## Texto fuente
Algunos ciudadanos y gobiernos europeos —de países como Suecia, Noruega y Dinamarca— suelen apoyar a extremistas políticos que, en otras latitudes, llevan a cabo actos que no serían aceptados en Europa. Se trata de una especie de vasallaje solidario, que pretende mantener la violencia terrorista bien lejos de sus fronteras gracias a que, quienes la ejercen, los consideran ‘aliados’ o ‘amigos’.
Esas políticas ‘progresistas’ han llevado a estos países a una segunda fase que consiste en abrirles las puertas no solo a delincuentes reconocidos sino a inmigrantes y refugiados que profesan otras religiones, idiomas y costumbres; culturas tan distintas a las de Occidente que hasta llegan a ser incompatibles, de donde se deriva el ‘Choque de civilizaciones’ anunciado por Samuel Huntington en EE. UU.
No obstante, en Norteamérica no lo han sufrido con tanto rigor porque los inmigrantes que llegan allí, en su mayoría, persiguen el ‘american way of life’, y no están interesados en transformarlo. Si acaso, el idioma y el mayor crecimiento de la población latina, junto a ciertas costumbres que no abandonan, parecen amenazar a la civilización anglosajona, pero claramente hay una intención de copiar su cultura, no de suplantarla.
Europa, en cambio, vive una invasión islámica que no tiene contento a nadie y que viene provocando choques por todas partes. Sin duda, el problema está en el radicalismo del Islam, religión que califica como infieles a quienes no profesan su fe y que cree tener la misión de convertir a todo el mundo. Y si bien muchos musulmanes enarbolan un discurso pacifista, sus actitudes demuestran lo contrario.
Ejemplos de ello son el asesinato del director de cine holandés Theo van Gogh, muerto por hacer un documental contra el Islam, y el acoso al caricaturista danés Kurt Westergaard, autor de unas caricaturas de Mahoma que provocaron una ola de disturbios en varios países. Ni hablar de la persecución de que fue víctima el escritor Salman Rushdie, por un libro considerado blasfemo, o las amenazas y demandas contra Oriana Fallaci por sus agudas críticas.
Por eso, hoy son muchos los europeos que se sienten intimidados por la presencia de musulmanes en sus países. Y la respuesta se puede ver en el repunte —y los triunfos— de los partidos de derecha en elecciones recientes. El caso más representativo fue en Suecia, donde la derecha ganó las parlamentarias de septiembre último, después de 90 años de hegemonía socialdemócrata. Por su parte, en Francia, el Senado prohibió casi por unanimidad el uso del ‘burka’, a partir del 1º de abril, y la misma medida entró en vigor en Bélgica, desde el 23 de julio. En 2009, los suizos habían señalado el camino al ganar una dura batalla jurídico-político-religiosa que prohibió, mediante referendo, la erección de minaretes en las mezquitas.

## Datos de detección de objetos
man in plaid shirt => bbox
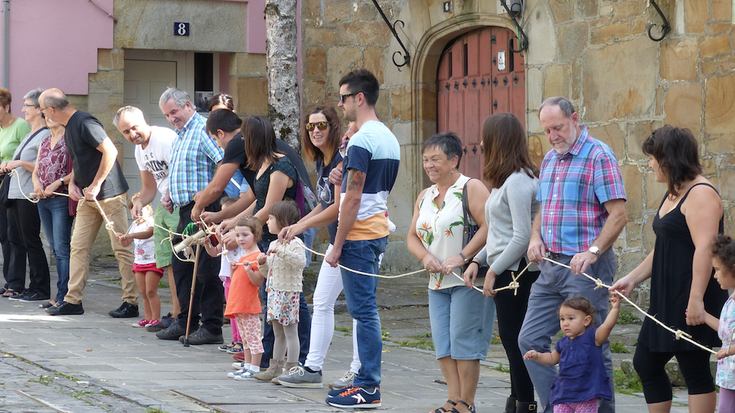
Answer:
[156,88,224,345]
[518,97,628,413]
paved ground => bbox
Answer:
[0,262,687,413]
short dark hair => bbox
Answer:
[301,106,342,164]
[339,69,380,106]
[538,96,576,118]
[421,131,462,169]
[268,199,301,227]
[482,113,538,188]
[235,217,263,242]
[712,234,735,276]
[642,125,702,196]
[240,115,280,171]
[559,297,595,321]
[207,93,235,112]
[207,109,242,136]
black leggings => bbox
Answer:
[633,344,715,404]
[495,259,540,403]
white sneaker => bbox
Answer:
[234,370,259,380]
[329,371,357,390]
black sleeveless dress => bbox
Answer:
[638,183,728,352]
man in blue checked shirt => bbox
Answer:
[156,88,224,345]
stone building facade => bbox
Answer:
[302,0,735,292]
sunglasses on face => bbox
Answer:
[306,121,330,132]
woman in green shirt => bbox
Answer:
[0,88,31,297]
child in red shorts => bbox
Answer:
[117,194,163,327]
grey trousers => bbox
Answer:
[518,249,617,413]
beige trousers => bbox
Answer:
[64,192,140,305]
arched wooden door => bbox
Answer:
[437,27,526,178]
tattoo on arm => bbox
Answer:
[347,169,365,192]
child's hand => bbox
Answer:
[610,292,620,308]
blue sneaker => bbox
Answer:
[326,386,380,409]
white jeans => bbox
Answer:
[304,244,360,373]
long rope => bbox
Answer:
[544,257,717,354]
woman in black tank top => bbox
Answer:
[612,126,727,413]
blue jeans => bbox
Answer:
[518,248,617,413]
[38,197,74,302]
[339,237,388,391]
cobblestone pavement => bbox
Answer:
[0,268,687,413]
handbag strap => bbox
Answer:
[13,126,48,161]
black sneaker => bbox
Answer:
[18,292,50,303]
[179,327,225,346]
[156,321,186,340]
[8,290,30,301]
[107,302,138,318]
[46,301,84,315]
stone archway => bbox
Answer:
[406,13,525,194]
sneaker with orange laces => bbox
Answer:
[326,386,381,409]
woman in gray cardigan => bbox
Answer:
[464,113,539,413]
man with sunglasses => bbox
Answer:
[38,89,140,318]
[324,69,401,408]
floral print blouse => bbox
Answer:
[416,175,470,290]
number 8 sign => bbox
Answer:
[174,22,189,36]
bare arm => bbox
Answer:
[130,171,158,219]
[523,349,561,366]
[595,293,620,346]
[681,186,722,326]
[569,199,628,275]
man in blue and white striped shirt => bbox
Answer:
[156,88,224,345]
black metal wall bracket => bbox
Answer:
[373,0,411,71]
[500,0,528,53]
[648,0,671,42]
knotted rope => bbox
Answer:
[545,257,717,354]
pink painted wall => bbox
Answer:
[218,0,268,54]
[0,0,113,115]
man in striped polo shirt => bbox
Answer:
[326,69,401,408]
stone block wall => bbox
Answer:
[526,0,735,294]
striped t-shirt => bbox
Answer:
[340,121,401,241]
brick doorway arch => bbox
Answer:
[436,27,526,178]
[405,13,526,192]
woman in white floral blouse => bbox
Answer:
[407,132,488,413]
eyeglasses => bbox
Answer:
[339,91,365,104]
[304,121,332,132]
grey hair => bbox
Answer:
[158,87,197,110]
[538,96,576,118]
[112,106,143,127]
[43,92,69,110]
[23,88,43,107]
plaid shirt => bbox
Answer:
[536,126,625,255]
[169,113,222,207]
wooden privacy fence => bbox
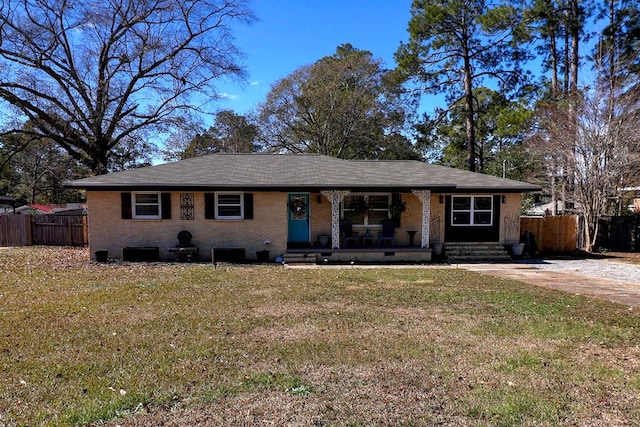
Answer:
[0,215,88,246]
[520,215,578,253]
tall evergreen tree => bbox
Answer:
[396,0,527,171]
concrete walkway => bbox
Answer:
[460,259,640,307]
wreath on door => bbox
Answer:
[291,197,307,219]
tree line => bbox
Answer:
[0,0,640,251]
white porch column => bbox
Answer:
[411,190,431,249]
[320,190,351,249]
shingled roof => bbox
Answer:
[65,154,540,192]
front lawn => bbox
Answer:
[0,248,640,427]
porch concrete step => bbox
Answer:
[282,252,318,264]
[445,242,511,263]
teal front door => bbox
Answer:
[287,194,310,243]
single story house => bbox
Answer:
[66,154,540,262]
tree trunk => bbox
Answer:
[464,55,476,172]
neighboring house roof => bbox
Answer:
[65,154,540,192]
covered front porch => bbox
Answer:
[283,246,434,264]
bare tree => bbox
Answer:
[258,44,417,159]
[0,0,253,174]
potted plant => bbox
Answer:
[318,234,331,248]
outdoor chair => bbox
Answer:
[340,219,360,248]
[378,219,396,248]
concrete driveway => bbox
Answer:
[457,259,640,307]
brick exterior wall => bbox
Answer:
[87,191,521,260]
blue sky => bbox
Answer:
[216,0,411,114]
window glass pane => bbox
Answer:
[369,211,389,225]
[473,197,491,211]
[136,204,160,216]
[473,212,491,225]
[218,194,240,205]
[453,197,471,211]
[344,196,364,210]
[453,212,471,225]
[344,211,364,225]
[136,193,158,204]
[218,204,241,216]
[369,195,389,210]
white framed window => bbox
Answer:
[342,193,391,227]
[131,193,162,219]
[451,196,493,227]
[216,193,244,219]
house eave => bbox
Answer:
[64,182,456,193]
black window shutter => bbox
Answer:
[120,193,133,219]
[391,193,402,228]
[244,193,253,219]
[204,193,216,219]
[160,193,171,219]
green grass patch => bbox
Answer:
[0,248,640,426]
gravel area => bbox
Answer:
[525,259,640,284]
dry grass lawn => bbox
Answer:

## Instrucciones
Según el texto fuente sobre la inmigración en Europa, ¿tras cuántos años de hegemonía socialdemócrata ganó la derecha las elecciones parlamentarias en Suecia?

## Solución
Tras 90 años de hegemonía socialdemócrata.